┌─ EXERCISE INPUTS

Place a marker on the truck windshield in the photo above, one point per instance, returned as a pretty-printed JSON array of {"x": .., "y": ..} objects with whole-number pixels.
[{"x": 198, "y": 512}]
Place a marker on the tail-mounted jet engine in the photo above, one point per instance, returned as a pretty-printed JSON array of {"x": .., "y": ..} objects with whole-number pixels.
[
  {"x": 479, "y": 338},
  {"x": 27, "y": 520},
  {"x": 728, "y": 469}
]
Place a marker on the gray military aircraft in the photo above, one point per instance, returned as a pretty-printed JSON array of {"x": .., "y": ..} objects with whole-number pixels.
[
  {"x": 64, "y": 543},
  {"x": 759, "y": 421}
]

└─

The records above need to be transcribed in full. Keep every character unchanged.

Place a marker on the truck windshield in the photo above, one point per instance, returned as a pretty-printed JSON array of {"x": .., "y": ..} objects with whole-number pixels.
[{"x": 198, "y": 512}]
Place a marker on the tail-mounted jet engine in the photo above, one point per instance, returned as a pretty-printed JSON array of {"x": .., "y": ..} objects with whole-number pixels.
[
  {"x": 479, "y": 338},
  {"x": 27, "y": 520},
  {"x": 728, "y": 469}
]
Place a marker on the gray military aircraft in the photo above, one point per instance, returned as a pretty-printed JSON array of {"x": .., "y": ..} objects with whole-number pixels.
[
  {"x": 64, "y": 543},
  {"x": 759, "y": 421}
]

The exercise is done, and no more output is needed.